#### Input records
╭──
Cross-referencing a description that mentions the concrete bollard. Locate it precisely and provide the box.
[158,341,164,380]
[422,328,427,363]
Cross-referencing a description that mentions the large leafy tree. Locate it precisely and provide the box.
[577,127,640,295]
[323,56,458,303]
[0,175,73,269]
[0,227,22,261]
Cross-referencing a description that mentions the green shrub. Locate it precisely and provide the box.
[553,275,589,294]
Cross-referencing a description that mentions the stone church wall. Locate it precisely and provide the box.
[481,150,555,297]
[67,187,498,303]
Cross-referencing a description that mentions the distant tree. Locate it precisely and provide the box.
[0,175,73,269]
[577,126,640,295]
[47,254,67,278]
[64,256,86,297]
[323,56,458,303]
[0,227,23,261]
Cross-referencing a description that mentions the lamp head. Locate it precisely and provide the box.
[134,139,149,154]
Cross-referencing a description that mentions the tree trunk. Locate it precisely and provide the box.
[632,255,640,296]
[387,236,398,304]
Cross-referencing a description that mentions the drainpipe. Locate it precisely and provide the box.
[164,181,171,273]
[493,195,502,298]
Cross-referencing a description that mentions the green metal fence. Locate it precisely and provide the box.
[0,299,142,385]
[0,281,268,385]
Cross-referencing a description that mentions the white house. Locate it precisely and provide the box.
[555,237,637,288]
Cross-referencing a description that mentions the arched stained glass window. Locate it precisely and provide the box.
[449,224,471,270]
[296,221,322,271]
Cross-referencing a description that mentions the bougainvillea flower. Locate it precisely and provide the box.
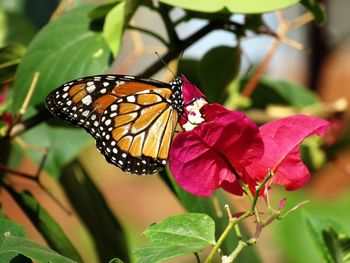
[169,104,264,196]
[245,115,329,194]
[169,77,328,196]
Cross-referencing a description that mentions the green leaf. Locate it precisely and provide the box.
[300,0,327,26]
[88,0,121,20]
[12,4,110,113]
[103,2,125,57]
[161,169,261,263]
[135,213,215,263]
[0,218,26,262]
[159,0,299,14]
[0,214,75,263]
[0,43,26,83]
[60,161,130,262]
[4,187,82,263]
[305,215,350,263]
[0,234,77,263]
[198,46,241,102]
[0,9,37,45]
[245,78,318,109]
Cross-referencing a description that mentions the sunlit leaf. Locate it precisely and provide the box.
[103,2,125,57]
[135,213,215,263]
[0,43,26,83]
[12,5,110,113]
[60,161,130,262]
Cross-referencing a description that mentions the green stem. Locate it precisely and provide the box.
[225,240,248,262]
[204,171,279,263]
[204,210,251,263]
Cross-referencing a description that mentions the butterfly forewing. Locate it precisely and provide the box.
[46,75,182,174]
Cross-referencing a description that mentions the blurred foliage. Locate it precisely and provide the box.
[0,0,349,263]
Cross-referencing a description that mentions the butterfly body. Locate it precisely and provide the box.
[45,75,184,175]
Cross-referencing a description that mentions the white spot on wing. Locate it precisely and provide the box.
[126,96,136,102]
[81,95,92,106]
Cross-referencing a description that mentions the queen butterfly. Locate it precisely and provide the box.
[45,75,184,175]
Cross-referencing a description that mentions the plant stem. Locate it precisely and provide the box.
[204,171,274,263]
[204,210,251,263]
[226,240,248,262]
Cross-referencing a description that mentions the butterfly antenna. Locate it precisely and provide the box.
[179,50,185,62]
[154,51,176,78]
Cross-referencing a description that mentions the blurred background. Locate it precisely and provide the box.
[0,0,350,263]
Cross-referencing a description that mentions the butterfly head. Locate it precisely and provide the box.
[181,75,205,105]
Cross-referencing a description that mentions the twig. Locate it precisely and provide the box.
[0,164,72,215]
[242,12,313,97]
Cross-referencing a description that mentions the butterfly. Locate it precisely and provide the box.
[45,75,189,175]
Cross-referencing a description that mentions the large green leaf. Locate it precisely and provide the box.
[161,169,261,263]
[12,5,110,112]
[103,2,125,57]
[300,0,327,26]
[159,0,299,14]
[21,108,92,178]
[0,43,26,83]
[6,187,82,262]
[0,214,76,263]
[60,161,130,262]
[135,213,215,263]
[0,235,77,263]
[305,215,350,263]
[245,78,318,109]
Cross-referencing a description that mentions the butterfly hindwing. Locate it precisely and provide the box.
[46,75,181,174]
[97,88,178,174]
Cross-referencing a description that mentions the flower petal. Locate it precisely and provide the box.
[169,132,234,196]
[169,104,263,196]
[246,115,329,190]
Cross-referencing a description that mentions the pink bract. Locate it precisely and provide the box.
[245,115,329,194]
[169,104,264,196]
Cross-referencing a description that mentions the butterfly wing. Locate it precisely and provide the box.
[45,75,178,174]
[97,89,178,174]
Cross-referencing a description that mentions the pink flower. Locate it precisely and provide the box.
[169,104,264,196]
[245,115,329,194]
[169,77,328,196]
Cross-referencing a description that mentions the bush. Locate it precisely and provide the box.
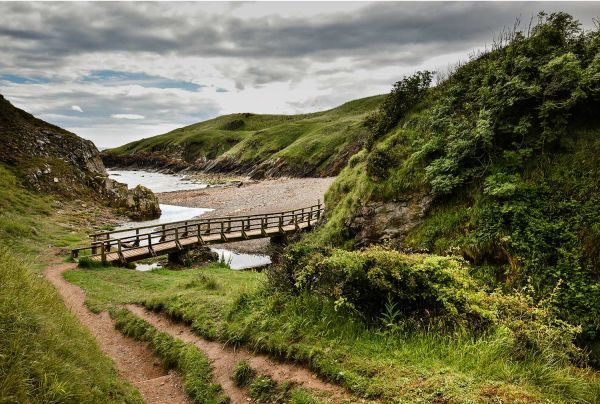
[365,71,433,149]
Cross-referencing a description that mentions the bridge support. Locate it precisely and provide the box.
[168,246,219,266]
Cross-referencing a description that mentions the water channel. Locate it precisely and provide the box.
[108,170,271,271]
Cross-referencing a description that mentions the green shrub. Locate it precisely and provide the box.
[279,245,485,326]
[270,243,584,364]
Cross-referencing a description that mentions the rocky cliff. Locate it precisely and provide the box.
[0,95,160,220]
[102,96,382,179]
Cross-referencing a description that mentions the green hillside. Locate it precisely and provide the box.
[103,96,383,177]
[282,14,600,363]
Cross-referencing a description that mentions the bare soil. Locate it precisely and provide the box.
[127,305,356,403]
[44,264,191,404]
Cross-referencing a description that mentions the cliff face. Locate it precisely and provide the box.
[0,95,160,219]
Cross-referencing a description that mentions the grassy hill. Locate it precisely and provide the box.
[278,14,600,364]
[103,96,383,177]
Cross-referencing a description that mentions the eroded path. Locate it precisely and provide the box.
[126,305,356,403]
[44,264,190,404]
[44,263,357,404]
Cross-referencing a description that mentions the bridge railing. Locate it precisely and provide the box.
[71,202,324,261]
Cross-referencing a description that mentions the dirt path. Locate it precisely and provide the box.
[44,264,190,404]
[157,177,335,254]
[127,305,356,403]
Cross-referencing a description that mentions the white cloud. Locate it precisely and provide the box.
[110,114,145,119]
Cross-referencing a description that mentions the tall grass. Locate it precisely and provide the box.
[110,309,229,404]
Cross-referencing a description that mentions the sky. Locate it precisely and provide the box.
[0,2,600,148]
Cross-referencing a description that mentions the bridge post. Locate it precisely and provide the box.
[148,233,156,257]
[317,199,321,220]
[175,227,183,250]
[260,217,267,236]
[158,224,167,243]
[198,223,204,245]
[241,219,250,238]
[117,240,125,262]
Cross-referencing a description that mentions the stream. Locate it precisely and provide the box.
[107,170,271,271]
╰──
#### Your objective
Reproduce the entire listing above word for word, leaving out the pictures.

#### Response
Cross-referencing a description that mentions the concrete bollard. Locate it precisely and provide the box.
[158,341,164,380]
[422,328,427,363]
Cross-referencing a description that mentions the large leafy tree. Locate it precisely and provide the box.
[577,127,640,295]
[323,56,458,303]
[0,175,73,269]
[0,227,22,261]
Cross-referencing a description that mentions the green shrub. Locate it precisely and provide the box.
[553,275,589,294]
Cross-referencing a description that mentions the stone church wall. Locate it precisely and provide the box.
[481,150,555,297]
[67,187,498,303]
Cross-referencing a description that mentions the distant tree. Locate it precisely and provide the box.
[0,175,73,269]
[577,126,640,295]
[47,254,67,278]
[64,256,86,297]
[323,56,458,303]
[0,227,23,261]
Cross-referencing a description that mentions the lamp head. Locate it precisely and provide the box.
[134,139,149,154]
Cross-referencing a description that mentions the tree trunk. Locate it precisely and provide the box.
[632,255,640,296]
[387,236,398,304]
Cross-referencing a description that mentions the drainpipe. Locate it precisely and provide the box.
[164,181,171,273]
[493,195,502,298]
Cross-referencing a description that mentions the green metal fence. Locate it precisely and provide the box.
[0,299,142,385]
[0,281,268,385]
Cross-referencing a description that mentions the white house. Locate it precisely and provide the box.
[555,237,637,288]
Cross-referencing a description that mentions the arched stained glass window. Locate it precisely and provide the box.
[449,224,471,270]
[296,221,322,271]
Cross-referencing a description that mentions the bougainvillea flower. Locate it precisely and provide the box.
[169,104,264,196]
[245,115,329,194]
[169,77,328,196]
Cross-referencing a description that mentions the green leaf. Locate it precisely and provide the box.
[300,0,327,26]
[88,0,121,20]
[12,4,110,113]
[103,2,125,57]
[161,169,261,263]
[135,213,215,263]
[0,218,26,262]
[159,0,299,14]
[0,214,75,263]
[0,43,26,83]
[60,161,130,262]
[4,187,82,263]
[305,215,350,263]
[0,234,77,263]
[198,46,241,102]
[0,9,37,45]
[245,78,318,109]
Cross-referencing a description that mentions the sunlit leaf. Locate it precisely and provide the box.
[103,2,125,57]
[135,213,215,263]
[0,43,26,83]
[12,5,110,113]
[60,161,130,262]
Cross-referencing a description that mentions the green stem. Locate it precisely and provide the box.
[225,240,248,262]
[204,171,279,263]
[204,210,251,263]
Cross-referencing a description that mentions the butterfly forewing. Locate it precisely and provide the box.
[46,75,182,174]
Cross-referencing a description that mentions the blurred foliage. Locate it precisely and provide the box.
[0,0,349,263]
Cross-referencing a description that mentions the butterfly body. Locate it precisely and provide the box.
[45,75,184,175]
Cross-referencing a description that mentions the white spot on wing. Locate it precisely and provide the box.
[126,96,136,102]
[81,95,92,106]
Cross-referencing a description that mentions the queen butterfly. Locate it precisely and provide the box.
[45,75,184,175]
Cross-referencing a description that mentions the plant stem. Locate it precisely and provide the box.
[204,171,274,263]
[204,210,251,263]
[226,240,248,262]
Cross-referencing a description that mentions the butterfly antenna. Locate it precisely and provide the box.
[179,50,185,62]
[154,51,176,78]
Cross-referencing a description that mentions the blurred background. Locate it precisely and provide the box.
[0,0,350,263]
Cross-referencing a description that mentions the butterfly head. Locate it precisely and provide the box.
[181,75,205,105]
Cross-referencing a description that mentions the twig. Locate it precisely and provide the box.
[0,164,72,215]
[242,12,313,97]
Cross-referencing a description that mentions the butterfly. Locate it precisely and provide the box.
[45,75,189,175]
Cross-referencing a description that mentions the large green leaf. Locate it precisely and provide the box.
[161,169,261,263]
[12,5,110,112]
[103,2,125,57]
[300,0,327,26]
[159,0,299,14]
[21,108,92,178]
[0,43,26,83]
[6,187,82,262]
[0,214,76,263]
[60,161,130,262]
[135,213,215,263]
[0,235,77,263]
[305,215,350,263]
[245,78,318,109]
Cross-referencing a description that mentions the butterfly hindwing. Locate it precisely and provide the box.
[46,75,181,174]
[97,88,178,174]
Cross-referencing a description that mentions the flower petal. Locate it precisely and provide the box.
[169,132,234,196]
[169,104,263,196]
[246,115,329,190]
Cross-referencing a description that mentions the pink bract. Locate it precisely and provide the box.
[245,115,329,194]
[169,104,264,196]
Cross-referencing a description that mentions the butterfly wing. Locate it precisely and provide the box.
[45,75,178,174]
[97,89,178,174]
Cross-referencing a description that mentions the pink flower. Locate it precisely and provide the box.
[169,104,264,196]
[245,115,329,194]
[169,77,328,196]
Cross-referencing a description that mentions the bush. Locate it precisely and provide the box.
[365,71,433,149]
Cross-referencing a description that mentions the bridge support. Locate it precisely and provide the box.
[168,246,219,266]
Cross-referencing a description that mentions the water channel. Locate it precisely and provide the box.
[108,170,271,271]
Cross-referencing a description that mentions the green shrub. Locate it precisely and provide the box.
[279,245,485,326]
[270,243,584,364]
Cross-referencing a description that mentions the rocky cliff. Locate it precisely and provide the box.
[0,95,160,220]
[102,96,382,179]
Cross-referencing a description that mentions the green hillside. Locate it precisely and provide the box.
[103,96,383,177]
[282,14,600,363]
Cross-referencing a description that mentions the bare soil. Locate it precisely and provide the box.
[127,305,356,403]
[44,264,191,404]
Cross-referencing a description that mentions the cliff face. Locate it precisely and provide the box.
[0,95,160,219]
Cross-referencing a description that mentions the grassy hill. Locate it precisely and provide the box.
[278,14,600,364]
[103,96,383,177]
Cross-referencing a description that mentions the eroded path. Locate it precisely and provide the box.
[126,305,356,403]
[44,264,190,404]
[44,263,357,404]
Cross-referencing a description that mentions the bridge railing. Locate it precisely and provide the box.
[71,202,324,261]
Cross-referencing a description that mentions the dirt path. Locate it precisely and provide the box.
[44,264,190,404]
[157,177,335,254]
[127,305,356,403]
Cross-referencing a description that mentions the white cloud. Locate it precisely and provide the box.
[110,114,145,119]
Cross-referencing a description that mentions the tall grass. Locate it precisely and provide the box.
[110,309,229,404]
Cross-referencing a description that mentions the sky. Locate it precisely and provide the box.
[0,2,600,148]
Cross-referencing a description that mentions the bridge post. Locate it precisely and provide the box.
[148,233,156,257]
[317,199,321,220]
[175,227,183,250]
[260,217,267,236]
[158,224,167,243]
[198,223,204,245]
[241,219,250,238]
[117,240,125,262]
Cross-referencing a description that mentions the stream. Locate it precisely and provide the box.
[107,170,271,271]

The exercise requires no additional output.